Exercise task: From the bitcoin halving article, extract the passage starting with "On the other" and going on through "chug happily along.", copied word for word.

Page extract:
....

Most recently, it was trading at $703. The last time the currency was this high was February 2014, when it was coming down from its December 2013 all-time high of $1,147.

The weekend surge is on top of a first spike in May that took the price from under $450 – where it sat for most of 2016 – to over $550.

Any time you’re talking about bitcoin prices and the reasons for any move, it’s best to keep in mind that this is still a relatively thin market. The volume of bitcoin traded over the past 24 hours was about 400,000, worth about $277 million, according to coincap. That’s large by cryptocurrency standards, but small by capital market standards; this is still a market that can be pushed by a small amount of trading. Don’t forget China, either. A lot of trading comes from China, where bitcoin is an enthusiastically speculative market. Lastly, the risk-off selling in the wider capital market sometimes triggers bitcoin’s gold-like qualities, driving a small store-of-value crowd into the currency.

The more important factor, though, is almost surely a rare event in the bitcoin world that is coming within a month: the “halving.”

A quick explanation: Bitcoin is designed to be run by a network of computers that independently confirm transactions on the network. To ensure that individuals are willing to contribute their computing power, a reward is included for every block of transactions confirmed: a batch of newly created bitcoins. Because this process somewhat resembles physical mining, the contributors are dubbed the miners.

When bitcoin was released, it had a “cap” programmed into it: no more than 21 million bitcoins would ever be produced (about 15.7 million have been mined so far). To ensure that those bitcoins would be mined over a long time (well into the next century), certain speed bumps were programmed in. One was a roughly ten minute lag between confirmed blocks. The other was a quadrennial reset of the mining reward, an event called the “halving.” Every four years, the mining reward is cut in half. When bitcoin launched, the reward was 50 bitcoins. In 2012, it was cut to 25. In less than 30 days, it will be cut again, to 12.5 bitcoins.

This second “halving” is currently slated to occur in about 26 days.

It isn’t exactly clear what will happen during this halving. On the one hand, it should have a pretty predictable supply-and-demand effect: with the supply getting cut, demand should push prices higher. That is what seems to be happening now, as traders are essentially “front running” the halving.

On the other hand, the bitcoin network has changed dramatically in four years. At the last halving, on Nov. 28, 2012, bitcoin was still a tiny, mostly hobbyist network, with miners still using desktop computers and graphics cards. Now miners are multi-million, enterprise-level operations. Cutting the reward in half could wreak havoc with their business models. Already, one miner, Sweden-based KnCMiner, has filed for bankruptcy protection. If the price rises enough to offset the lowered reward, then the other miners will chug happily along.

If miners were profitable at $450, they should still be profitable at $900, and they’ve got 26 days to get bitcoin’s price there. If the price doesn’t hew to the laws of supply and demand – and this is still an unusual experiment in currency creation, remember – then the miners could be in for a rough storm.

....

Record list:
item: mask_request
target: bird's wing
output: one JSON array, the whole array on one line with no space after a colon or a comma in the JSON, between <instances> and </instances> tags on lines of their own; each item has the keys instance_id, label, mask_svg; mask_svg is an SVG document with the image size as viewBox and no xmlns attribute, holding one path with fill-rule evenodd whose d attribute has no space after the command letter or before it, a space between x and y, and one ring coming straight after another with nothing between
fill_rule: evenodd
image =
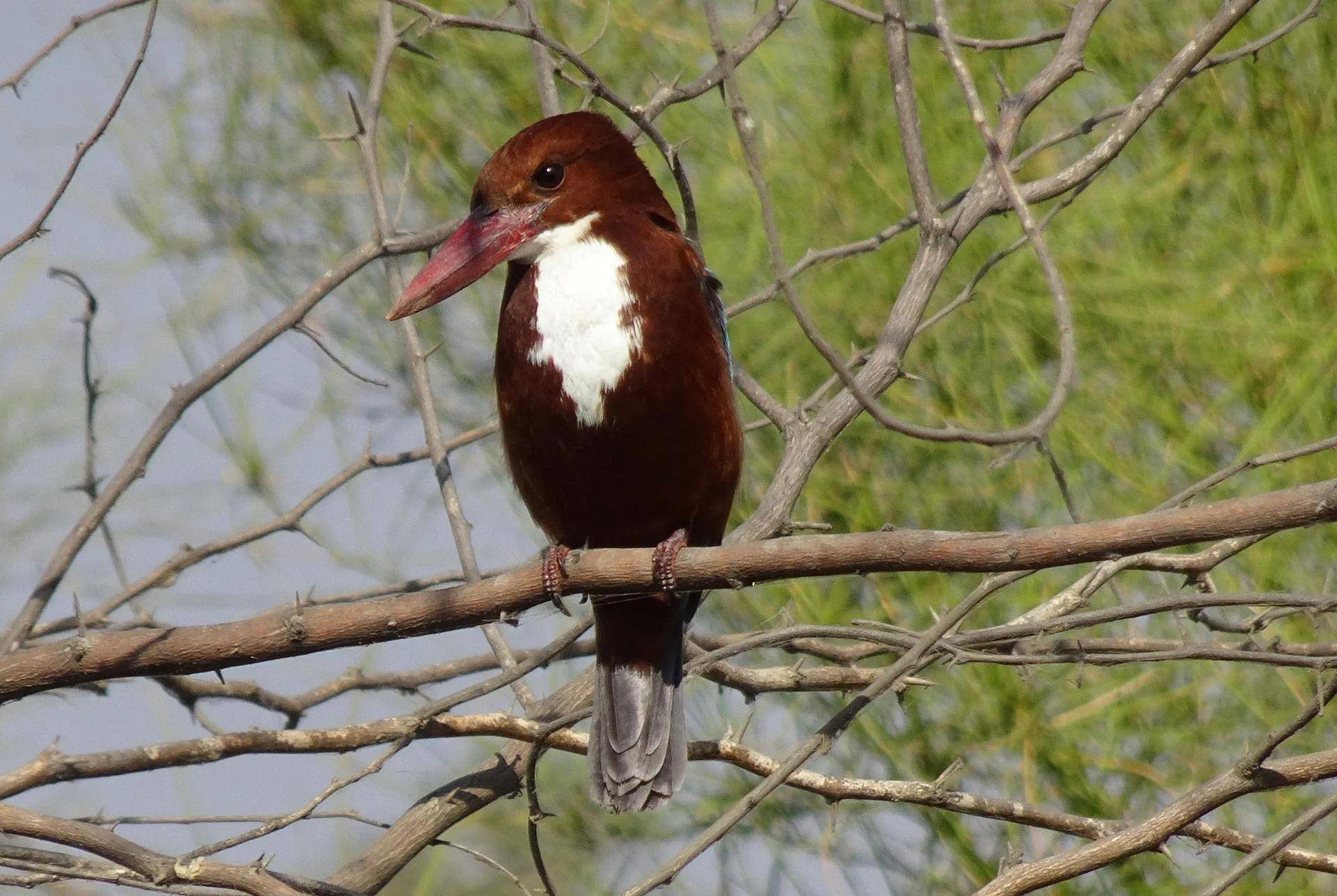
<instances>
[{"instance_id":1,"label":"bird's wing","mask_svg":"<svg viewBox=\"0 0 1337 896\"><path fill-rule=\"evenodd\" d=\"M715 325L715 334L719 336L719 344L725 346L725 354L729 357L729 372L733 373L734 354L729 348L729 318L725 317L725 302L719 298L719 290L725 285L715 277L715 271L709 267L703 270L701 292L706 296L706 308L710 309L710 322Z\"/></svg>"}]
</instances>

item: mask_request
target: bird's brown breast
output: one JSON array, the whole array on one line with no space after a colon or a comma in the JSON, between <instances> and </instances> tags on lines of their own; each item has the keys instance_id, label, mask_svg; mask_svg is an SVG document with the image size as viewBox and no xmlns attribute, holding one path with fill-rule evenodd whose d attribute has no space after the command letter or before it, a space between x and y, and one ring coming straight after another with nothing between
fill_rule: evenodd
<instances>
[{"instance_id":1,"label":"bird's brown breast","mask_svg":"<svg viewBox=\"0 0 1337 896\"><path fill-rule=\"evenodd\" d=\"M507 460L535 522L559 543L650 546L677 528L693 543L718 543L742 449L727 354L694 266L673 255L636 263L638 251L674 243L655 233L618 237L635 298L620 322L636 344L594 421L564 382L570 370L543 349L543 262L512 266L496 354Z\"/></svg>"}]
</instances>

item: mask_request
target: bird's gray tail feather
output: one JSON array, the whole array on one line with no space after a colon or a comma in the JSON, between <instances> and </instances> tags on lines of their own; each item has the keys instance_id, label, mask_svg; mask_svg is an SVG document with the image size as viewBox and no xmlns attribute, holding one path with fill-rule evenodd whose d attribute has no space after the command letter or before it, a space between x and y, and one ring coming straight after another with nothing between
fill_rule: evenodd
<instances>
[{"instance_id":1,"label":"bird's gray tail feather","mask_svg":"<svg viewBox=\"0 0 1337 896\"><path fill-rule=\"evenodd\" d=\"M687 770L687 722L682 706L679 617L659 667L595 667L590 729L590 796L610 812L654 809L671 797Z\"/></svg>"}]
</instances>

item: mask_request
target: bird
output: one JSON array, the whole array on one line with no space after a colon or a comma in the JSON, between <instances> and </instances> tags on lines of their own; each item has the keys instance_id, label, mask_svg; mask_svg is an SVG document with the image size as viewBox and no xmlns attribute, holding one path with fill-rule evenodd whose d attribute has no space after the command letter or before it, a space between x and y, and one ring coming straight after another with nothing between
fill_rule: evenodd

....

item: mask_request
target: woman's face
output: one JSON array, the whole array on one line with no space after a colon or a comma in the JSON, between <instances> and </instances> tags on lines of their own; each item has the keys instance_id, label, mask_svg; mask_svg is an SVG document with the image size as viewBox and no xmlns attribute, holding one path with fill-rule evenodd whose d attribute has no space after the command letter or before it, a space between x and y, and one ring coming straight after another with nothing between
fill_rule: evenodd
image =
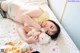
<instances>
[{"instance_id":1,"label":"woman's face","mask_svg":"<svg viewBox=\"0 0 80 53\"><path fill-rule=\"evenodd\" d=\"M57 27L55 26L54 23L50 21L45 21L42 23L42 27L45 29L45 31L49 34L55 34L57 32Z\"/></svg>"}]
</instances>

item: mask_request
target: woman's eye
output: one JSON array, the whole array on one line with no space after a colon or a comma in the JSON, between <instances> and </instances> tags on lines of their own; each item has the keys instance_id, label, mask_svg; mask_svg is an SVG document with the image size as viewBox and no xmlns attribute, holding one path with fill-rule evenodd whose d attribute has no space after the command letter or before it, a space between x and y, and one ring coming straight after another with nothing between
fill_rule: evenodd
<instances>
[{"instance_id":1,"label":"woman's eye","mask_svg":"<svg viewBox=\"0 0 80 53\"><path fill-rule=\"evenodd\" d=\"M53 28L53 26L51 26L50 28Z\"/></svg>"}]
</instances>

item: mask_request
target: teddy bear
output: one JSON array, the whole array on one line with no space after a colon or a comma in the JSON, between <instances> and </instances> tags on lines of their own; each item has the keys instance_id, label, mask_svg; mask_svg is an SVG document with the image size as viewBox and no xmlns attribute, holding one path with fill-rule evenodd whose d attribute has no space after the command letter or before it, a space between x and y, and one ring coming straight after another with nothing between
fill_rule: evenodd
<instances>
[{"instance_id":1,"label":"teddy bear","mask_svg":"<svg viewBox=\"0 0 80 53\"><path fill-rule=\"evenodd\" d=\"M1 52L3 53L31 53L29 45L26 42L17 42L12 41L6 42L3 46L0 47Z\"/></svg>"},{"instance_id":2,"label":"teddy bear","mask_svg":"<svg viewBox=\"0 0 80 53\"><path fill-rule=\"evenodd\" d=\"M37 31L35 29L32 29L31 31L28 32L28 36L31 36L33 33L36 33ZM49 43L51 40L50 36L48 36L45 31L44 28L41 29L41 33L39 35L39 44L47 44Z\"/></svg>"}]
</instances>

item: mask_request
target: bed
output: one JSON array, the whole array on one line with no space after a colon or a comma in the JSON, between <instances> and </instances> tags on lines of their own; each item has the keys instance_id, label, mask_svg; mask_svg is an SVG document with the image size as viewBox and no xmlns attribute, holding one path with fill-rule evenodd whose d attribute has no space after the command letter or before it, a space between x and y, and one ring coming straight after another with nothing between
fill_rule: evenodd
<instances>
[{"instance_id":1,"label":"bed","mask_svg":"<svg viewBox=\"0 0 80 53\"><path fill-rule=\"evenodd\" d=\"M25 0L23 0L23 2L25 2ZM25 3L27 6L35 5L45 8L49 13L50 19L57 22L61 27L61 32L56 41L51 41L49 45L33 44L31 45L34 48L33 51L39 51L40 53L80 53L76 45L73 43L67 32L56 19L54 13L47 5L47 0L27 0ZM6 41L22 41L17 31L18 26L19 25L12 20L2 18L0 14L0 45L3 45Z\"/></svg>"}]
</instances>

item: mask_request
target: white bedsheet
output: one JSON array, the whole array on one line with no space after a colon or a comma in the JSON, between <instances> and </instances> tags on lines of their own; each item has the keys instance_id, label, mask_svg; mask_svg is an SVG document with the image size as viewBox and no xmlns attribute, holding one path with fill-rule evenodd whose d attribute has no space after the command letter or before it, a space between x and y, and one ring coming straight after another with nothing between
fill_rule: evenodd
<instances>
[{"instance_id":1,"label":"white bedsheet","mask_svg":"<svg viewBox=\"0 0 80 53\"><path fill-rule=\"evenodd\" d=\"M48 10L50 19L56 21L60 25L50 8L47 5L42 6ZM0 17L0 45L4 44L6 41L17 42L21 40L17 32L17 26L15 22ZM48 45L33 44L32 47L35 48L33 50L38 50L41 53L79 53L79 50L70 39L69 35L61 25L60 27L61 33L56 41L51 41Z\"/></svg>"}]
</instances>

....

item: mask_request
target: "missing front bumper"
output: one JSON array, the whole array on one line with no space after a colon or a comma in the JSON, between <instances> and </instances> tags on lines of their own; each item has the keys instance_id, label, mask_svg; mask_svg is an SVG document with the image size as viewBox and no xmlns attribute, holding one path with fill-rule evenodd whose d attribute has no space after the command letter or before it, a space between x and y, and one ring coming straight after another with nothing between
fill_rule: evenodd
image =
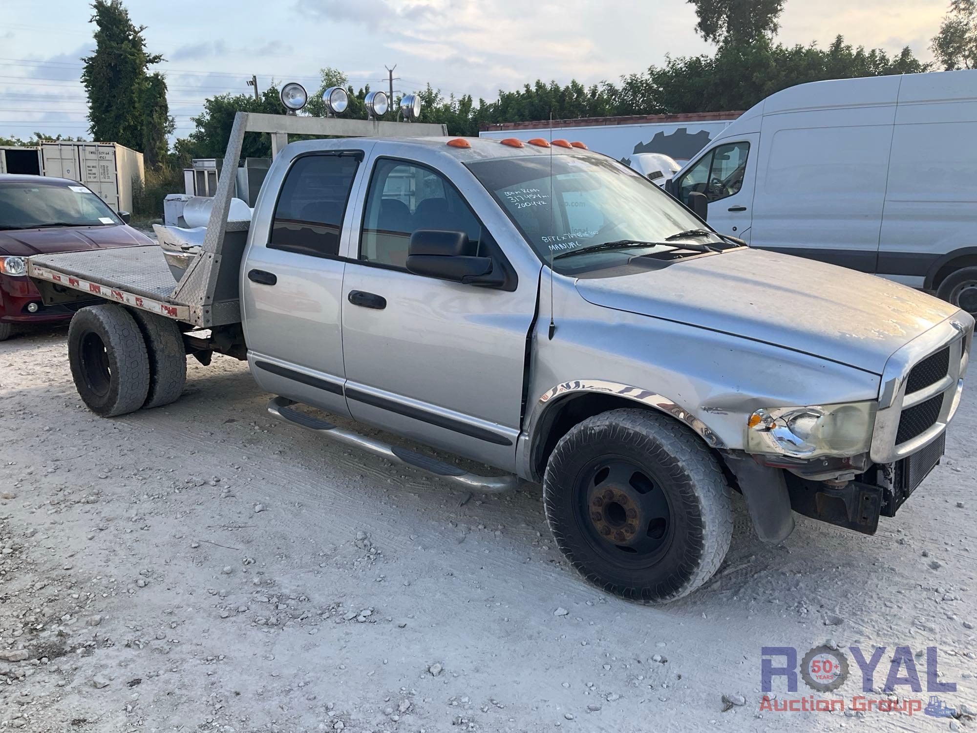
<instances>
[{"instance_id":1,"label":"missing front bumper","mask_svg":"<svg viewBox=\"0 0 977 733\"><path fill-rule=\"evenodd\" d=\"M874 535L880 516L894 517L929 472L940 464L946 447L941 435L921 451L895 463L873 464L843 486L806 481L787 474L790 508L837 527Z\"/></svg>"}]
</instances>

....

Task output:
On the other hand, the bitcoin network has changed dramatically in four years. At the last halving, on Nov. 28, 2012, bitcoin was still a tiny, mostly hobbyist network, with miners still using desktop computers and graphics cards. Now miners are multi-million, enterprise-level operations. Cutting the reward in half could wreak havoc with their business models. Already, one miner, Sweden-based KnCMiner, has filed for bankruptcy protection. If the price rises enough to offset the lowered reward, then the other miners will chug happily along.